● **Aim 1**:
Duplicate the passage of the Birlingham axe head note from "A NEOLITHIC POLISHED" to "for petrological analysis.".
● **Aim 2**:
Go on writing the note on the Birlingham stone axe head, picking up right after its final sentence.

● **Provided text**:
A NEOLITHIC POLISHED STONE AXE HEAD FROM BIRLINGHAM, WORCESTERSHIRE

P. F. Whitehead

On 15 May 1983 a polished Neolithic stone axe head was picked up by Mr J. G. Woodford, then of Malvern, close to the edge of the river at Birlingham, Worcestershire (SO9543). The site is only a couple of kilometres from Pensham. It is 115 mm in length and 56 mm wide with a maximum thickness of 26mm and a blade length of 52mm. I visited the site and found old river dredgings worked into the surface of a cultivated field by the river, some teeth of Red Deer and part of the skull of a large domestic dog. The Red Deer teeth are likely to be prehistoric; the dog remains more recent. The axe head was submitted to Professor F.W. Shotton for petrological analysis.

● **Dataset content**:
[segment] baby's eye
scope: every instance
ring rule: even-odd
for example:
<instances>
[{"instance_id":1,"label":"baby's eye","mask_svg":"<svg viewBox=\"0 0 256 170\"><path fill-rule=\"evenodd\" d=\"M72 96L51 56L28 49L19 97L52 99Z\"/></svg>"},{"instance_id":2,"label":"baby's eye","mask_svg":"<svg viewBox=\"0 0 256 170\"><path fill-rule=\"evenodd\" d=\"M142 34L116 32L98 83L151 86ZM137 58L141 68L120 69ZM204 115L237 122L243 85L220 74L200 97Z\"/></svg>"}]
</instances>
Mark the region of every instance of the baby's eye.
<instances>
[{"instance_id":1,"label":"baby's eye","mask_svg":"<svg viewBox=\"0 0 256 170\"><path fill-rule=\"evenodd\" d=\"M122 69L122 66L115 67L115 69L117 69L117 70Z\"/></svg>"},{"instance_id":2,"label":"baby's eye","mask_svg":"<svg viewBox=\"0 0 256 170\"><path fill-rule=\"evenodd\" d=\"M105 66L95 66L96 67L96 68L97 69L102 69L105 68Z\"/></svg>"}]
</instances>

● **Exercise result 1**:
A NEOLITHIC POLISHED STONE AXE HEAD FROM BIRLINGHAM, WORCESTERSHIRE

P. F. Whitehead

On 15 May 1983 a polished Neolithic stone axe head was picked up by Mr J. G. Woodford, then of Malvern, close to the edge of the river at Birlingham, Worcestershire (SO9543). The site is only a couple of kilometres from Pensham. It is 115 mm in length and 56 mm wide with a maximum thickness of 26mm and a blade length of 52mm. I visited the site and found old river dredgings worked into the surface of a cultivated field by the river, some teeth of Red Deer and part of the skull of a large domestic dog. The Red Deer teeth are likely to be prehistoric; the dog remains more recent. The axe head was submitted to Professor F.W. Shotton for petrological analysis.

● **Exercise result 2**:
Professor Shotton (in litt., 7 July 1983) gave it the registration number Wo 37/C and confirmed that the rock was of great interest, being a Neogene flow basalt from Western Scotland, or just possibly from Antrim, with feldspar laths all in a preferred direction, not of a type previously recorded as an axe head. Quite probably some of its journey to Birlingham was made as a glacial pebble. The majority of the regional Neolithic axe heads cited by Whitehead (1979), and many of those found subsequently, are fashioned from Cretaceous Flint.

Reference:

WHITEHEAD, P.F., 1979. Neolithic axes in the south-west Midlands. Vale of Evesham Historical Society Research Papers, 7:25-30.